Community or group-level parameters for the HRV data set tended to have larger variances compared with the PR data (Fig. 4). Results were most consistent for group-level responses to P/A where the all species approach had the lowest variability (Fig. 4). The response to perimeter and area was not as clear as there was evidence of substantial variation among almost all of the group responses (Fig. 4). For example, the bush nesters (group 1) had a negative response to perimeter, while the tree trunks habitat group (6) showed a positive response to perimeter compared with the all species combined group, which showed a slightly negative response (Fig. 4). Such patterns were found for other covariates as well, suggesting that groups of species respond very differently to habitat covariates. Not surprisingly, these differences tend to be “averaged” out when using all of the data in one community-level grouping.

Figure 4.

Community-level effects on the occurrence probability (posterior means with 95% and 50% Bayesian credible intervals) to three different covariates, perimeter (Perm), area (Area), and perimeter/area ratio (P/A) for the Hudson River Valley data set. We used three different classification schemes to group species: Nest – red, Habitat – blue, and Diet – purple, along with using all of the species – black, see Table 1 for more details.

————

REQUIRED WORK. Translate into Spanish this sentence from the passage on habitat covariates: "Such patterns were found for other covariates as well, suggesting that groups of species respond very differently to habitat covariates." The listing comes from a source unrelated to the passage on habitat covariates.

————

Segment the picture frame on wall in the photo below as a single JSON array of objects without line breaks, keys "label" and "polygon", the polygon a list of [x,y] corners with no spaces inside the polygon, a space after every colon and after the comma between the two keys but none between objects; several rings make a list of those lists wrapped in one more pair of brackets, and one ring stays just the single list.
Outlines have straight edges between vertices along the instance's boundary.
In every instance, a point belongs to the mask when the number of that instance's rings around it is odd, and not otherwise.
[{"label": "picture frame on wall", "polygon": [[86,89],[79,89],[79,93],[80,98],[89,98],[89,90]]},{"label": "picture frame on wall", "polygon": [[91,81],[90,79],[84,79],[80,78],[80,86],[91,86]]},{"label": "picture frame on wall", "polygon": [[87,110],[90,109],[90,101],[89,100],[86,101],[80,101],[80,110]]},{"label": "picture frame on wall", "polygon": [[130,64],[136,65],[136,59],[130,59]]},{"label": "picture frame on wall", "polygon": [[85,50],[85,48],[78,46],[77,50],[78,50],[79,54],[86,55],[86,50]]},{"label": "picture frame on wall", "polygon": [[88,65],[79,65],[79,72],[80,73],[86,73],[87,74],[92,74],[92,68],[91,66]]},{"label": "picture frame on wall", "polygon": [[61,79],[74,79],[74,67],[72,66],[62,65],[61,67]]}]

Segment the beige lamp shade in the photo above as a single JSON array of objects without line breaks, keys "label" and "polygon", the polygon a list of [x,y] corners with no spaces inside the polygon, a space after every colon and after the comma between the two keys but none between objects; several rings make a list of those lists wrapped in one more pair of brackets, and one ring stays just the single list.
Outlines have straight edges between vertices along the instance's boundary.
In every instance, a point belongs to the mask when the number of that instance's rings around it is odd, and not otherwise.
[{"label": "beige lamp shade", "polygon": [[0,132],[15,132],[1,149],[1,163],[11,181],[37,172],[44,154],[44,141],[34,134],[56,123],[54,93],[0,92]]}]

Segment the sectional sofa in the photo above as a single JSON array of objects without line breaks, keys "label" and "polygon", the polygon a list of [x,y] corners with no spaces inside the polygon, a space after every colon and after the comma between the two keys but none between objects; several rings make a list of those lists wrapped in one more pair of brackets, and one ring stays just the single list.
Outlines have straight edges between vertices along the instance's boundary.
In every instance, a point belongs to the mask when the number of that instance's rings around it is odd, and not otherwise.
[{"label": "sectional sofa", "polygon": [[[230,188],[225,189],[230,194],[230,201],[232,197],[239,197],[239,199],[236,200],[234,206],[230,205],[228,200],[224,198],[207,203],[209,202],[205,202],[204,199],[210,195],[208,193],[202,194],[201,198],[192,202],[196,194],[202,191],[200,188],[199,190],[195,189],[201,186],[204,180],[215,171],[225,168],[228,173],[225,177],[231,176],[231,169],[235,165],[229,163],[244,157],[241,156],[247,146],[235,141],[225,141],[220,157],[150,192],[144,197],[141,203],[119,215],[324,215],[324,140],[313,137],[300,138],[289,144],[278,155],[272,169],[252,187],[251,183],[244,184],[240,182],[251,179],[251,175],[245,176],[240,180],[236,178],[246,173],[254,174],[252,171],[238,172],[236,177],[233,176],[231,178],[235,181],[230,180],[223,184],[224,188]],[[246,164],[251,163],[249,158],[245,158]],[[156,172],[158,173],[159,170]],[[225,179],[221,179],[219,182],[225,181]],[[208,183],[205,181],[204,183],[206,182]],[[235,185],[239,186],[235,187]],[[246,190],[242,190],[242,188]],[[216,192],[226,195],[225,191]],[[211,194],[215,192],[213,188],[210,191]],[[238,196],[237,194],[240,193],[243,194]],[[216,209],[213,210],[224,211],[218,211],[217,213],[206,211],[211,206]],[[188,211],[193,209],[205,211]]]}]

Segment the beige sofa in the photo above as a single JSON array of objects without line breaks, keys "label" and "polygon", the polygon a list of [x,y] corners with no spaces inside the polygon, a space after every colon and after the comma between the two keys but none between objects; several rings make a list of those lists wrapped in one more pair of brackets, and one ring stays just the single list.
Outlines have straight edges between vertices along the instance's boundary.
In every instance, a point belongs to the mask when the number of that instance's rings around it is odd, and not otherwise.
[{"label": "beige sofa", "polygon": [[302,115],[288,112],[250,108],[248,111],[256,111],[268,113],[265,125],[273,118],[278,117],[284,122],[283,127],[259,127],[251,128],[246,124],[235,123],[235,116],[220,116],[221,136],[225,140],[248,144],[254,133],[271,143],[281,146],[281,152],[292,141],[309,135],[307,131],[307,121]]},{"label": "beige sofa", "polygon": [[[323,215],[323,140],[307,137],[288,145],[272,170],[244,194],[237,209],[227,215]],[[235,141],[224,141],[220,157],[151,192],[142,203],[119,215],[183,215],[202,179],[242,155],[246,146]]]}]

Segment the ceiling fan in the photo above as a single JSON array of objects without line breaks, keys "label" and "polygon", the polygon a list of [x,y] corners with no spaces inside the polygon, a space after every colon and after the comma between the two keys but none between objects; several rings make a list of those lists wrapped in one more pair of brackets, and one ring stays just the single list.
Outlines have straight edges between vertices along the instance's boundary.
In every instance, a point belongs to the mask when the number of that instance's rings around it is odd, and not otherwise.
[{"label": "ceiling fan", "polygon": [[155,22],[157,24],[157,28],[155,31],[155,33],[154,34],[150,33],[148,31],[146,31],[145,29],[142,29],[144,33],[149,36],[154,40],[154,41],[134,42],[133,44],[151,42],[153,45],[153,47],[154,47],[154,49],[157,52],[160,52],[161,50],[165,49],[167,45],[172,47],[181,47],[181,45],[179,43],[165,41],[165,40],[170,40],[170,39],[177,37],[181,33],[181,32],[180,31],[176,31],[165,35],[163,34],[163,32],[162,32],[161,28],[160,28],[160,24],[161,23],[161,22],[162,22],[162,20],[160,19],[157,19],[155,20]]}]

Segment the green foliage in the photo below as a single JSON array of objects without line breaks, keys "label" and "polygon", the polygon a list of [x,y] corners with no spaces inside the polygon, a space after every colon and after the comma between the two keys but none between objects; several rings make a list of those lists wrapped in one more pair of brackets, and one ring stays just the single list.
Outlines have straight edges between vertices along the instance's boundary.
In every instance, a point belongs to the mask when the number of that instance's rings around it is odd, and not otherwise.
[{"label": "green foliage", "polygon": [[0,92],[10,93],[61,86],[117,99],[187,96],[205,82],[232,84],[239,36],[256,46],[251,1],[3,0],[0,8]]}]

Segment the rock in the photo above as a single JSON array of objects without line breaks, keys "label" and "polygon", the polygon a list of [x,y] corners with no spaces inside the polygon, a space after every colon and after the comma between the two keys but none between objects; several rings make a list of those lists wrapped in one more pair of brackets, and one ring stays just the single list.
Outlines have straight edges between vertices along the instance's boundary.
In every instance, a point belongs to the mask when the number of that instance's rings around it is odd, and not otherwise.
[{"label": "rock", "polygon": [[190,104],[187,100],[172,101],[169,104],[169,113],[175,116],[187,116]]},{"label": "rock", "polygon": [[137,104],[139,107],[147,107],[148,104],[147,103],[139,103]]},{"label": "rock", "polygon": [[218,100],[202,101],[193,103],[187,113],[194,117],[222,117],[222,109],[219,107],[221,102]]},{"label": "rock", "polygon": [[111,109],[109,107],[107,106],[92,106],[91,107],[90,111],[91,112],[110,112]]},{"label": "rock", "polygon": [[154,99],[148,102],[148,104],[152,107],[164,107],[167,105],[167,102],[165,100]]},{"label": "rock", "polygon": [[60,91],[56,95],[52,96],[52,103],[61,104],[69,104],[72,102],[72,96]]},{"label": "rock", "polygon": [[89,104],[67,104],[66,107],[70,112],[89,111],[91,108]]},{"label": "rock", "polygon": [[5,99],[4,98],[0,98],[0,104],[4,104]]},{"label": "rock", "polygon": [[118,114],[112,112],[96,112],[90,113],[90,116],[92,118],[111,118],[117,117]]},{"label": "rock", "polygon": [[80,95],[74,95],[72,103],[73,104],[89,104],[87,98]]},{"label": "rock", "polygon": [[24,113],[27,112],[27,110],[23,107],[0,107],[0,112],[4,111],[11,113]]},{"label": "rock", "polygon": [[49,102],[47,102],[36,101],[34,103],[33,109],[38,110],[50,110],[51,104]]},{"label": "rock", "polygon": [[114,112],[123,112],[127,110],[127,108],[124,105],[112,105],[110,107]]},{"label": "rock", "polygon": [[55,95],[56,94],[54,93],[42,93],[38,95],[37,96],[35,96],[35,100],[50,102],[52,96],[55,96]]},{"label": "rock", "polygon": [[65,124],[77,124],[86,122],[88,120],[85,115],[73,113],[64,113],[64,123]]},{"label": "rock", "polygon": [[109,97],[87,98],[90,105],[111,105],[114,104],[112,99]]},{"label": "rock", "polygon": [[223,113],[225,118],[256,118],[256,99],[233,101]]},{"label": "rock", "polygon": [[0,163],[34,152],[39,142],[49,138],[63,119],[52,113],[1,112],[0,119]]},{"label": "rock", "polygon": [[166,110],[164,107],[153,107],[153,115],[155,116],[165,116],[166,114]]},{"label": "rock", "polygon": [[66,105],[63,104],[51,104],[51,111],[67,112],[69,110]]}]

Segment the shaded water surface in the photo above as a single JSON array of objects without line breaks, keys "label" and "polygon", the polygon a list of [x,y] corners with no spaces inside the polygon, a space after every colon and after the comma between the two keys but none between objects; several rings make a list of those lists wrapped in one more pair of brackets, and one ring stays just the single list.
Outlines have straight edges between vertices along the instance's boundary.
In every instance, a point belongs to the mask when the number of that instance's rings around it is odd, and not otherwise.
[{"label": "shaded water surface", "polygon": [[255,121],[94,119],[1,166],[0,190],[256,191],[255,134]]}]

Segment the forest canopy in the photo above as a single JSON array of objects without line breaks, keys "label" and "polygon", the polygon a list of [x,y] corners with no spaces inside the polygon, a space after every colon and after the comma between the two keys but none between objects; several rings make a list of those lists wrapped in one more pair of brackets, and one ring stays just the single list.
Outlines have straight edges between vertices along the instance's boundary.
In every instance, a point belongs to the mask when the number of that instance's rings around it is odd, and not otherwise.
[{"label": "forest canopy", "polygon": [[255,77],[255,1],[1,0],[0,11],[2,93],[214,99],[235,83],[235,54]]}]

————

RESPONSE FOR THIS EXERCISE. Se encontraron patrones de este tipo también para otras covariables, lo que sugiere que los grupos de especies responden de forma muy distinta a las covariables de hábitat.